- [Extract to read]
+ + + + +
How does drupal know how to use a completely different template and 
configuration for the new site?

if there is an article on drupal.org or somewhere that walks me through 
this that would be ideal, i'm a bit beyond my skillset here and on a 
steep learning curve.

thanks for help!

-- will



Michael Prasuhn wrote:
> On Jan 20, 2008, at 1:55 AM, Xavier Bestel wrote:
>> I have done something like that: a main site with much content, and
>> another site with only a few static pages and a part of the main  
>> site's
>> content.
>> I created a sites/mynewsite.com directory, and added a new  
>> settings.php
>> file in which I modified a few variables at the end to have a new  
>> name,
>> a new theme and a new frontpage for the site. I then arranged blocks  
>> for
>> this theme to display a new menu, and changed the theme to not display
>> the primary and seconday links.
>> And voilà ! But I'm not an Drupal expert, so there may be a better way
>> to do this.
>>
>> 	Xav
> 
> 
> 
> I have done the same thing before as well. A little more advice:
> 
> * Make sure $base_url is set, and then you can check against this in  
> php code for block visibility, it also makes sure that all the links  
> on that site, link to that site only. Any links back to the main site  
> with all content will have to include the full href.
+ + + + +
- [Data supplied]
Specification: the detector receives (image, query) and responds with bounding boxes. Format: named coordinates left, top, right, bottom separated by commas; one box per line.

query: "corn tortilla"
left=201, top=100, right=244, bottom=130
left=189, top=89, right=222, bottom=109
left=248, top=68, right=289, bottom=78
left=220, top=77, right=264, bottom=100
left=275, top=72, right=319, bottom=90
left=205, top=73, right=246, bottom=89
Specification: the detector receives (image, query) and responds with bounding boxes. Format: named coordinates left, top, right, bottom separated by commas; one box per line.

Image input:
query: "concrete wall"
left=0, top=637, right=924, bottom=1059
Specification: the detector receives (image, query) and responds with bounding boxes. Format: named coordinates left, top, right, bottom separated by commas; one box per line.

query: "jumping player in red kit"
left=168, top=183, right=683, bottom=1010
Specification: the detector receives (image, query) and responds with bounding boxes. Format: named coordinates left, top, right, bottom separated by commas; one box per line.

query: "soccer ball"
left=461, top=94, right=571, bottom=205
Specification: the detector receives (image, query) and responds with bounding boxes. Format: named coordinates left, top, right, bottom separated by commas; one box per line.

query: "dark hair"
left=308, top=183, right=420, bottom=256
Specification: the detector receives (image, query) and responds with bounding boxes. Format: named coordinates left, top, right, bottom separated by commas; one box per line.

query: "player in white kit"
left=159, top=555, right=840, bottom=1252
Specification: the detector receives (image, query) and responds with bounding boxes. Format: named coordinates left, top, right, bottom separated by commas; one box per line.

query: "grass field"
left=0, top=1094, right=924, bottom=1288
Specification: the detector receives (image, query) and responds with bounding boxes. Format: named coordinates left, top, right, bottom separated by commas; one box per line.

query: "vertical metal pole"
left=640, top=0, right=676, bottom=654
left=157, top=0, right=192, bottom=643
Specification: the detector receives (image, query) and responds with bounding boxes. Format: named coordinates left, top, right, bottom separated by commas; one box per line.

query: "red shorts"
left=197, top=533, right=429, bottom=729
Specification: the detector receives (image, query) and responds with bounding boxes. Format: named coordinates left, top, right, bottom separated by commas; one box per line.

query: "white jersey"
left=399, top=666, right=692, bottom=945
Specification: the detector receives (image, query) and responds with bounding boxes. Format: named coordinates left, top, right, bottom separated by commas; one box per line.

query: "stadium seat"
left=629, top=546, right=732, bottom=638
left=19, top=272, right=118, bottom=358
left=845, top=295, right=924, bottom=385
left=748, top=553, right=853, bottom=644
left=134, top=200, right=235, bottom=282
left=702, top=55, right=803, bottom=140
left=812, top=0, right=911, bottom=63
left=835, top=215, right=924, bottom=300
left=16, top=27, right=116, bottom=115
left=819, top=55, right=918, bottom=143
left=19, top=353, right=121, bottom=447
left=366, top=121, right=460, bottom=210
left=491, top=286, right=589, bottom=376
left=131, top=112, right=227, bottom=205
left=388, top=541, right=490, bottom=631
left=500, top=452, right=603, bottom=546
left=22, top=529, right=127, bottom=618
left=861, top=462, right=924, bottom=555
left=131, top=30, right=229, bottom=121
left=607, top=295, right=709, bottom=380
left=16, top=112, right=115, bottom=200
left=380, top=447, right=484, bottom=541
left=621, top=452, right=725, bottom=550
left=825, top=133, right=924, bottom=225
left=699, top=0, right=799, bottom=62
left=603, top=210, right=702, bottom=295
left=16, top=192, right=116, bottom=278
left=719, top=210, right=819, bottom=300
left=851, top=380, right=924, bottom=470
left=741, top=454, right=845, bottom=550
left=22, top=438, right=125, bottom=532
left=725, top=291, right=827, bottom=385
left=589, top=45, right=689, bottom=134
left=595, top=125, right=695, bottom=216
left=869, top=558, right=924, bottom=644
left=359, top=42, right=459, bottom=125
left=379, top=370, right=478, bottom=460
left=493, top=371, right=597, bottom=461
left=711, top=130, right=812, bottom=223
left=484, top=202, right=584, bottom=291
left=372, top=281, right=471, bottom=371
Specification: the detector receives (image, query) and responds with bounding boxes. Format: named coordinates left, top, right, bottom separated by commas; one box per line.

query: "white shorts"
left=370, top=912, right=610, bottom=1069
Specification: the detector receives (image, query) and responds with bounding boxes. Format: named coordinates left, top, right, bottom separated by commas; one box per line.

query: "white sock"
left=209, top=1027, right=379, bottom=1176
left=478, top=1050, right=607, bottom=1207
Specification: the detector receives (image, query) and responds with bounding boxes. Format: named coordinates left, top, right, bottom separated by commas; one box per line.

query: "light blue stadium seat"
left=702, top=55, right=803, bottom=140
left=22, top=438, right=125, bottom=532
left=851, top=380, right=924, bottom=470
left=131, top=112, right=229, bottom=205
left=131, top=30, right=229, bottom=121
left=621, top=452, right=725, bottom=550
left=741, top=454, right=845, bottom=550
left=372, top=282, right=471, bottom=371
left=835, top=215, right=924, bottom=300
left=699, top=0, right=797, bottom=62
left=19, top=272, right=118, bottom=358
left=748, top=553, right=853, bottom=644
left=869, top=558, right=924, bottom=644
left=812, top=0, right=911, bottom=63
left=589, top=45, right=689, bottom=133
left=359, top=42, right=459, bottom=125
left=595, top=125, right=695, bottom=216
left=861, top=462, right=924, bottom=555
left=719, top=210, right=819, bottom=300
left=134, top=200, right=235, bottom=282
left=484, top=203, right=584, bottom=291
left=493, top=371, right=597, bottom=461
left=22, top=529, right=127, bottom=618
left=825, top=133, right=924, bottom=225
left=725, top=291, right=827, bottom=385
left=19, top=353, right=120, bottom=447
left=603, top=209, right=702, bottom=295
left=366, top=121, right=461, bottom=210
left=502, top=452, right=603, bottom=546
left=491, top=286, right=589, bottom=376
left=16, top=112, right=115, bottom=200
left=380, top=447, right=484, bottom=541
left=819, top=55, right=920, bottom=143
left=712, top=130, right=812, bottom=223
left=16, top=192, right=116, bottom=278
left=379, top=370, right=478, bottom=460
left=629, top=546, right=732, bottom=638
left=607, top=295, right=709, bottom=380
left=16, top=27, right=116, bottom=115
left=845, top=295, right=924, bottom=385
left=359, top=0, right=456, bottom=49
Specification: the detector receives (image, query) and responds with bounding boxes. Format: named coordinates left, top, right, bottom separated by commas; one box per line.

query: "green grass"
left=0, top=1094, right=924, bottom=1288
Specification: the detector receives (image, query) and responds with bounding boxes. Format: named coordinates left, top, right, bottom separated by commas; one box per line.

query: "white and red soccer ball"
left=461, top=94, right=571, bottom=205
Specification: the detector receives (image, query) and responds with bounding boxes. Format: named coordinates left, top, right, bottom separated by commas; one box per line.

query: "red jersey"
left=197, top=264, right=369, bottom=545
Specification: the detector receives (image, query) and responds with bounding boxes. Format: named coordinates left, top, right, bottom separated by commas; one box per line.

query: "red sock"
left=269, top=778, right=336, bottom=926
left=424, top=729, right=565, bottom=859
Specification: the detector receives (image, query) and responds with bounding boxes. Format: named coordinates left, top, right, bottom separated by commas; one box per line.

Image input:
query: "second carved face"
+ + + + +
- [Tasks to complete]
a - Extract the full Drupal message word for word, keeping every line as it appears.
b - Gather every line of the entries that contains the string "player", matching case exactly.

- [Per-task outputs]
a -
How does drupal know how to use a completely different template and 
configuration for the new site?

if there is an article on drupal.org or somewhere that walks me through 
this that would be ideal, i'm a bit beyond my skillset here and on a 
steep learning curve.

thanks for help!

-- will



Michael Prasuhn wrote:
> On Jan 20, 2008, at 1:55 AM, Xavier Bestel wrote:
>> I have done something like that: a main site with much content, and
>> another site with only a few static pages and a part of the main  
>> site's
>> content.
>> I created a sites/mynewsite.com directory, and added a new  
>> settings.php
>> file in which I modified a few variables at the end to have a new  
>> name,
>> a new theme and a new frontpage for the site. I then arranged blocks  
>> for
>> this theme to display a new menu, and changed the theme to not display
>> the primary and seconday links.
>> And voilà ! But I'm not an Drupal expert, so there may be a better way
>> to do this.
>>
>> 	Xav
> 
> 
> 
> I have done the same thing before as well. A little more advice:
> 
> * Make sure $base_url is set, and then you can check against this in  
> php code for block visibility, it also makes sure that all the links  
> on that site, link to that site only. Any links back to the main site  
> with all content will have to include the full href.

b -
query: "jumping player in red kit"
query: "player in white kit"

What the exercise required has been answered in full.